## [RECORDS]
_ _ _ _

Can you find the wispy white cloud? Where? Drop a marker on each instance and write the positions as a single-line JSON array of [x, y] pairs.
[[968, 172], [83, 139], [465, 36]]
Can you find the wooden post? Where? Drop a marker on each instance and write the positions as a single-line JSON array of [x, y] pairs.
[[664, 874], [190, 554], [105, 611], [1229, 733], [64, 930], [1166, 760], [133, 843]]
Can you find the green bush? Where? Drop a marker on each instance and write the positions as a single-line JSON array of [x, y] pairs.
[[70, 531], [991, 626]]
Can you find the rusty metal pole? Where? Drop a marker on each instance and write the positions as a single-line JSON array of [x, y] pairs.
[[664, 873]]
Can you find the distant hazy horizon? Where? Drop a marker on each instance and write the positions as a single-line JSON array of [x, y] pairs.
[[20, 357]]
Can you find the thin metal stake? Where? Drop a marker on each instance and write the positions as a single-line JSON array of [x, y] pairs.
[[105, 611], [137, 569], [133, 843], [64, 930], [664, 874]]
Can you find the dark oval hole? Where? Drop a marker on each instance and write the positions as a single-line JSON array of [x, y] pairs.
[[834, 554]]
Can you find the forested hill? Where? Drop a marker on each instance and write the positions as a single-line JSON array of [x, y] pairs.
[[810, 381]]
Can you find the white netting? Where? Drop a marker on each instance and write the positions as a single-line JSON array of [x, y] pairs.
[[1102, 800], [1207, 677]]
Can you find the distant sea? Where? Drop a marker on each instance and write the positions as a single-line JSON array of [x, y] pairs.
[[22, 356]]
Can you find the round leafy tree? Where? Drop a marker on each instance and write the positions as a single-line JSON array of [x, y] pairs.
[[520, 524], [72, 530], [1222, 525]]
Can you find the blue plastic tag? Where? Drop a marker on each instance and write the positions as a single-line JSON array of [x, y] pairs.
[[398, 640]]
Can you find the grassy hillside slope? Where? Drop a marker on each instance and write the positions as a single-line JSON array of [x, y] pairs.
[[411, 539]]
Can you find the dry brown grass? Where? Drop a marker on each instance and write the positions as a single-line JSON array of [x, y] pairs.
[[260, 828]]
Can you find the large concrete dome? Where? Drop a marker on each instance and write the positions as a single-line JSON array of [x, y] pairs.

_ _ _ _

## [WORK REQUIRED]
Write out every line of the data exactly, leaving nothing out.

## [RESULT OF THE EXERCISE]
Can you find the wispy white cloud? Where? Drop a marker on each instance and write the positions as a single-line JSON array of [x, y] pairs.
[[968, 172], [83, 139], [465, 36]]
Can you find the wooden post? Where? Drop a marker on each instance and write the positions as a single-line JSON array of [x, y] pairs.
[[664, 874], [190, 554], [105, 611], [1229, 733], [64, 930], [1166, 760], [133, 843]]
Can you find the green bush? Where? Drop a marker on each instance and write the positions as a single-line JSON array of [x, y] pairs.
[[70, 531], [991, 626]]
Can you find the rusty metal pole? Where? Drop a marker on each instance and write the positions as a single-line JSON array of [x, y] pairs.
[[664, 873]]
Can you find the distant hazy horizon? Where? Drop a marker on each instance and write the positions as a single-line JSON array of [x, y] pairs.
[[20, 357]]
Can you find the thin metal stake? Where? Drop a marker on each instance and write the positions as a single-line JSON array of [x, y] pairs.
[[105, 611], [137, 569], [133, 843], [64, 930], [664, 874]]
Can you find the dark oval hole? Where? Drop a marker on each instance and write the positions as a single-line JSON array of [x, y] pairs.
[[834, 554]]
Can you find the forested hill? Where? Drop a marker on each instance and write the positions as a single-line JSON array of [x, y] pairs.
[[810, 381]]
Can you find the white netting? Where? Drop a marker on each instance and write the positions as a single-line JSON array of [x, y] pairs.
[[1102, 800], [1207, 677]]
Can you find the distant sea? Where? Drop a marker on each instance and write the positions as a single-line JSON array of [x, y] pairs.
[[22, 356]]
Can you find the round leafy tree? Where? Drop a marker on each instance and write the positions as a single-line JSON array of [x, y] pairs.
[[520, 524], [72, 530], [1222, 525]]
Can you find the blue plastic tag? Where? Drop a marker on each instance and write the positions as a single-line JSON array of [x, y] pairs.
[[398, 640]]
Can you find the grassy hillside slope? Where? Drop a marker on each instance and write the positions as a single-line JSON array of [x, y] pairs.
[[411, 539]]
Can you find the dry brown grass? Where? Drop a marker on each instance and write the positions as a single-line JSON array of [x, y] pairs.
[[260, 828]]
Can you find the large concrete dome? Where? Drop a marker on each instance and write the positions as a single-line JSON array of [x, y] pairs.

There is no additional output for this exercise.